→ PROMPT A
Please answer these questions about the hugetlb patch message:
(i) Which commit introduced deferred freeing of HugeTLB pages?
(ii) If the free HugeTLB pool has no available hugepage folios during migration, where are new folios allocated from?
(iii) In the call trace, which function carries the comment "Free old folios"?
→ PROMPT B
Go on with the hugetlb patch message, picking up right after its last line.

→ READING PASSAGE
━━━━━━

Re: [PATCH] mm/hugetlb: wait for hugepage folios to be freed

Ge Yang <yangge1116@xxxxxxx> · Tue, 18 Feb 2025 17:54:23 +0800

在 2025/2/18 17:41, David Hildenbrand 写道:
On 18.02.25 10:22, Ge Yang wrote:

在 2025/2/18 16:55, David Hildenbrand 写道:
On 15.02.25 06:50, Ge Yang wrote:

在 2025/2/14 16:08, David Hildenbrand 写道:
On 14.02.25 07:32, yangge1116@xxxxxxx wrote:
From: Ge Yang <yangge1116@xxxxxxx>

Since the introduction of commit b65d4adbc0f0 ("mm: hugetlb: defer
freeing
of HugeTLB pages"), which supports deferring the freeing of HugeTLB
pages,
the allocation of contiguous memory through cma_alloc() may fail
probabilistically.

In the CMA allocation process, if it is found that the CMA area is
occupied
by in-use hugepage folios, these in-use hugepage folios need to be
migrated
to another location. When there are no available hugepage folios 
in the
free HugeTLB pool during the migration of in-use HugeTLB pages, new
folios
are allocated from the buddy system. A temporary state is set on the
newly
allocated folio. Upon completion of the hugepage folio migration, the
temporary state is transferred from the new folios to the old folios.
Normally, when the old folios with the temporary state are freed, 
it is
directly released back to the buddy system. However, due to the
deferred
freeing of HugeTLB pages, the PageBuddy() check fails, ultimately
leading
to the failure of cma_alloc().

Here is a simplified call trace illustrating the process:
cma_alloc()
       ->__alloc_contig_migrate_range() // Migrate in-use hugepage
           ->unmap_and_move_huge_page()
               ->folio_putback_hugetlb() // Free old folios
       ->test_pages_isolated()
           ->__test_page_isolated_in_pageblock()

━━━━━━

→ PROVIDED DATA

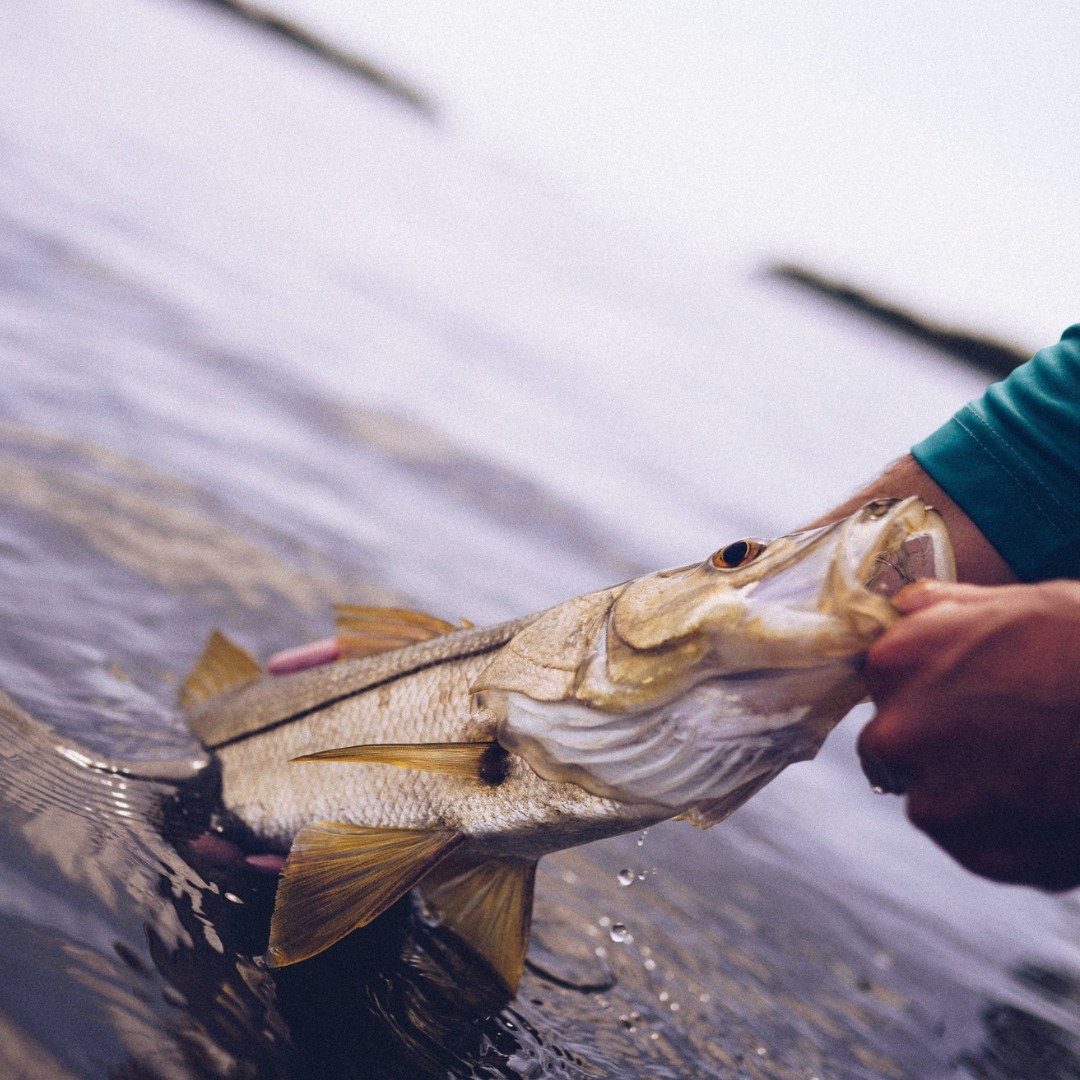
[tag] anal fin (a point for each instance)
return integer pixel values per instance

━━━━━━

→ EXERCISE RESULT A
(i) Commit b65d4adbc0f0 ("mm: hugetlb: defer freeing of HugeTLB pages").
(ii) The buddy system.
(iii) folio_putback_hugetlb().

→ EXERCISE RESULT B
                ->PageBuddy(page) // Check if the page is in buddy

To resolve this issue, we have implemented a function named
wait_for_hugepage_folios_freed(). This function ensures that the
hugepage
folios are properly released back to the buddy system after their
migration
is completed. By invoking wait_for_hugepage_folios_freed() following
the
migration process, we guarantee that when test_pages_isolated() is
executed, it will successfully pass.

Okay, so after every successful migration -> put of src, we wait 
for the
src to actually get freed.

When migrating multiple hugetlb folios, we'd wait once per folio.

It reminds me a bit about pcp caches, where folios are !buddy until 
the
pcp was drained.

It seems that we only track unmovable, reclaimable, and movable 
pages on
the pcp lists. For specific details, please refer to the
free_frozen_pages() function.

It reminded me about PCP caches, because we effectively also have to
wait for some stuck folios to properly get freed to the buddy.

It seems that when an isolated page is freed, it won't be placed back
into the PCP caches.

I recall there are cases when the page was in the pcp before the 
isolation started, which is why we drain the pcp at some point (IIRC).

Yes, indeed, drain_all_pages(cc.zone) is currently executed before 
__alloc_contig_migrate_range().